Objectif 1
Recopiez mot pour mot, dans la critique du roman sur Tercorère, tout ce qui va de « Tercorère naît dans » jusqu'à « et se faisant ermite. ».
Objectif 2
D'après la critique du roman sur Tercorère, de quelle ville Jacques de Voragine était-il archevêque ?
Objectif 3
Traduisez en anglais cette phrase de la critique du roman sur Tercorère : « Tercorère naît dans une bonne famille de cultivateurs et commerçants. »

Extrait à lire
"""

L’itinéraire confit de Tercorère le maudit

Avec « Vie et mort de saint Tercorère le maudit », André-Joseph Dubois signe une très réussie hagiographe à rebours.

André-Joseph Dubois serait-il Jacques de Voragine ressuscité d’entre les morts ? Le chroniqueur italien du XIIIe siècle, archevêque de Gênes, avait écrit la Légende dorée, recueil narrant la vie exemplaire d’un grand nombre de saints et de saintes, de martyrs et de martyres, un ouvrage destiné à encourager la foi et la vertu par l’exemple. Avec Vie et mort de saint Tercorère le Maudit, l’écrivain belge s’inscrit-il dans cette lignée de livres édifiants ? Le titre pourrait le laisser penser. Mais, en fait, pas vraiment : l’ironie et la satire l’emportent sur l’hagiographie. Et ce roman est un régal de second degré et de malice.

Cela se passe au IVe siècle, en Afrique du Nord. Le temps de saint Augustin, l’homme des Confessions. Le temps des papes Damase, Sirice et Anastase. Le temps aussi des invasions barbares en Europe. Le temps où « l’incompréhensible dieu en trois personnes » gagnait du terrain dans les églises hâtivement bâties.

Tercorère naît dans une bonne famille de cultivateurs et commerçants. Son père le fiance à une cousine, question d’adjoindre à ses arpents de vignes ceux de l’autre famille. Tercorère obéit et s’en trouve bien. La fiancée le fascine, il goûte sa beauté et ses lèvres. la joie le submerge. La joie ? Mais c’est une ruse de Satan, ça ! Et voilà notre Tercorère fuyant la maison familiale, le mariage et la tentation, concluant un pacte avec Dieu, gagnant le désert et se faisant ermite.

"""

Données
"""

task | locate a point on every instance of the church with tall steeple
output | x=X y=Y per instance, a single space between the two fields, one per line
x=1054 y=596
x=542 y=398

"""

Réponse 1
Tercorère naît dans une bonne famille de cultivateurs et commerçants. Son père le fiance à une cousine, question d’adjoindre à ses arpents de vignes ceux de l’autre famille. Tercorère obéit et s’en trouve bien. La fiancée le fascine, il goûte sa beauté et ses lèvres. la joie le submerge. La joie ? Mais c’est une ruse de Satan, ça ! Et voilà notre Tercorère fuyant la maison familiale, le mariage et la tentation, concluant un pacte avec Dieu, gagnant le désert et se faisant ermite.

Réponse 2
Il était archevêque de Gênes.

Réponse 3
Tercorère is born into a good family of farmers and merchants.